Under Rule 23, “courts must scrutinize ‘the terms of any proposed award of attorney's fees.'” McKinney-Drobnis v. Oreshack, 16 F.14th 594, 607 (9th Cir. 2021) (quoting Fed.R.Civ.P. 23(e)(2)(C)(iii). The Ninth Circuit explained, “the new Rule 23(e) makes clear that courts must balance the ‘proposed award of attorney's fees' vis-a-vis the ‘relief provided for the class' in determining whether the settlement is ‘adequate' for class members.” Id., quoting Briseno, 998 F.3d at 1024.

As discussed above, Class Counsel may request fees in the amount of 25% of the Gross Settlement Fund. (Doc. 34-1 at 12; Hayes Decl. ¶ 31; Doc. 34-4 at 19.) The Settlement provides that within 15 court days after final judicial approval of the Settlement (“Effective Date”), Defendants will "fund the Gross Settlement Fund by wiring the money to a Qualified Settlement Fund [] that shall be set up, held and controlled by the Settlement Administrator." (Doc. 34-4 at 11, ¶ 12.) Within 10 court days of receiving the Gross Settlement Fund, the Settlement Administrator will distribute approved attorneys' fees and costs to Defendants. (Id. at 11-12, ¶ 12.) In that same 10-day period, the Settlement Administrator will issue the other approved payments, including to class members. (Id.) Thus, Class Counsel will receive payment in the same period of time as class members, and the timing of payment does not weigh against preliminary approval of the Settlement.

The fees to which the parties have agreed fall within the range of acceptable attorneys' fees in the Ninth Circuit. See Powers, 229 F.3d at 1256. Importantly, however, any party seeking fees bears the burden of establishing that the fees and costs were reasonably necessary to achieve the results obtained. See Fischer v. SJB-P.D., Inc., 214 F.3d 1115, 1119 (9th 2000). Therefore, a fee applicant must provide time records documenting the tasks completed and the amount of time spent on the action . Hensley v. Eckerhart, 461 U.S. 424, 424 (1983); Welch v. Metropolitan Life Ins. Co., 480 F.3d 942, 945-46 (9th Cir. 2007). Because the identified percentage of the Gross Settlement Fund is within the accepted range outlined by the Ninth Circuit, this amount is approved preliminarily. The Court will evaluate the reasonableness of the fee request and the exact amount of the fee award upon application by Class Counsel with final approval of the Settlement.

4. Agreement required to be identified

The Court must consider any agreement that is required to be identified under Rule 23(e)(3). Fed.R.Civ.P. 23(e)(2)(C)(iv). Specifically, “parties seeking approval must file a statement identifying any agreement made in connection with the proposal.” Fed.R.Civ.P. 23(e)(3). The parties have identified no such agreement and the Court is not aware of any such agreement. Therefore, this factor does not weigh against preliminary approval.

Input data:

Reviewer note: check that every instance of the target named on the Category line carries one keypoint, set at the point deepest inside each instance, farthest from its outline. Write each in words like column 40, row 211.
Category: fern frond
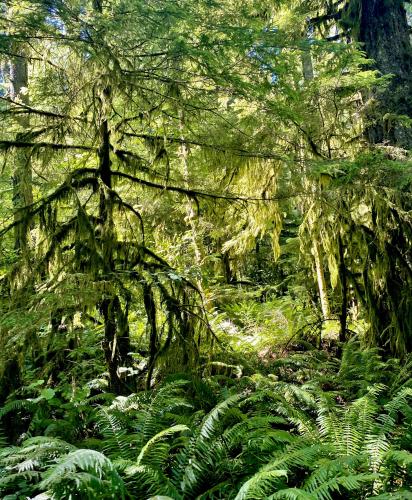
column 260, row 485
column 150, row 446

...

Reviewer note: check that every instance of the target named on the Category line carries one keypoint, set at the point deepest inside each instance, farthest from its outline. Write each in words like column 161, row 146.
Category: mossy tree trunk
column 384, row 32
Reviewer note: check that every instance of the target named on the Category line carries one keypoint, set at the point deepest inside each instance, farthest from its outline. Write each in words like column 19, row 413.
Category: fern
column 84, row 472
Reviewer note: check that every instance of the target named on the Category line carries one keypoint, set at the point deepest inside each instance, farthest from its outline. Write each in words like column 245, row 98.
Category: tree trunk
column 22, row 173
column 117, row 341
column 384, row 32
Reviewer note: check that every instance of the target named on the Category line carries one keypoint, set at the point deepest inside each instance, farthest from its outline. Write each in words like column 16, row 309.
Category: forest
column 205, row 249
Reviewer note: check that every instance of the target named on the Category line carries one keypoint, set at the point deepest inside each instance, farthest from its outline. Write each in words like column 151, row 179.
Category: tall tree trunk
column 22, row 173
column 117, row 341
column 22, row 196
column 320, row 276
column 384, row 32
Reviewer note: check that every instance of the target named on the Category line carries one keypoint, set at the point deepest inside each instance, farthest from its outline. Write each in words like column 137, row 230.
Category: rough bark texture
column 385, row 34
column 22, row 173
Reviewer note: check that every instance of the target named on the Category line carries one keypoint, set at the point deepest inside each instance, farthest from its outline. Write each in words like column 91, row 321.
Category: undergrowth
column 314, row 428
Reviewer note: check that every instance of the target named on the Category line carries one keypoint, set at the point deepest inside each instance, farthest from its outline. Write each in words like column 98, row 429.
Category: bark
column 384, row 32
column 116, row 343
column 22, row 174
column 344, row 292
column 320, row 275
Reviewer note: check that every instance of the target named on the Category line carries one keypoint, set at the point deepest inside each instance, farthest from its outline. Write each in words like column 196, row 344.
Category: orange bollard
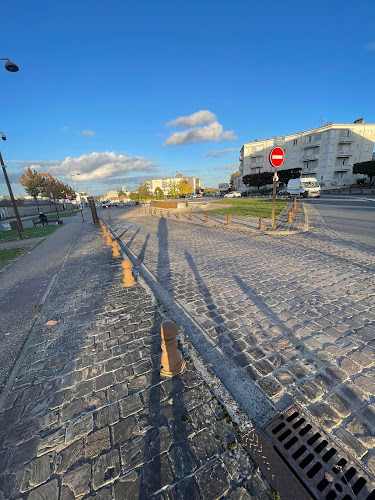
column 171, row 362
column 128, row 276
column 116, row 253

List of tasks:
A. Using the settlement ruling, decide whether each statement agrees with it. Answer yes or no for each, and quote the deciding words of the ruling. (i) Class Counsel may request fees of 25% of the Gross Settlement Fund. (ii) Defendants must fund the Gross Settlement Fund within 30 court days after final judicial approval. (iii) The parties identified an agreement under Rule 23(e)(3).
B. Name every court case the settlement ruling cites, using the names as the ruling gives them.
C. Carry on the settlement ruling from its last sentence, in the same voice.

Responses for each task:
A.
(i) Yes: "Class Counsel may request fees in the amount of 25% of the Gross Settlement Fund."
(ii) No: "within 15 court days after final judicial approval of the Settlement"
(iii) No: "The parties have identified no such agreement"

B.
McKinney-Drobnis v. Oreshack
Briseno
Powers
Fischer v. SJB-P.D., Inc.
Hensley v. Eckerhart
Welch v. Metropolitan Life Ins. Co.

C.
D. Treatment of Class Members

Rule 23 requires the Court to consider whether the proposed settlement “treats class members equitably relative to each other.” Fed.R.Civ.P. 23(e)(2)(D). “A distribution of relief that favors some class members at the expense of others may be a red flag that class counsel have sold out some of the class members at the expense of others, or for their own benefit.” Hilsley, 2020 WL 520616 at *7 (citation omitted).

The parties agreed that “unless an individual chooses to affirmatively opt-out of the Settlement, each member of the Settlement Class will automatically receive his or her pro rata share of the Net Settlement Fund." (Doc. 34-1 at 12, citing Doc. 34-4 at 7, ¶ 8.) Plaintiff asserts that "[g]iven that this lawsuit is based entirely upon the alleged underpayment of overtime, it is reasonable to apportion the settlement funds based on the number of overtime hours worked." (Id. at 20.)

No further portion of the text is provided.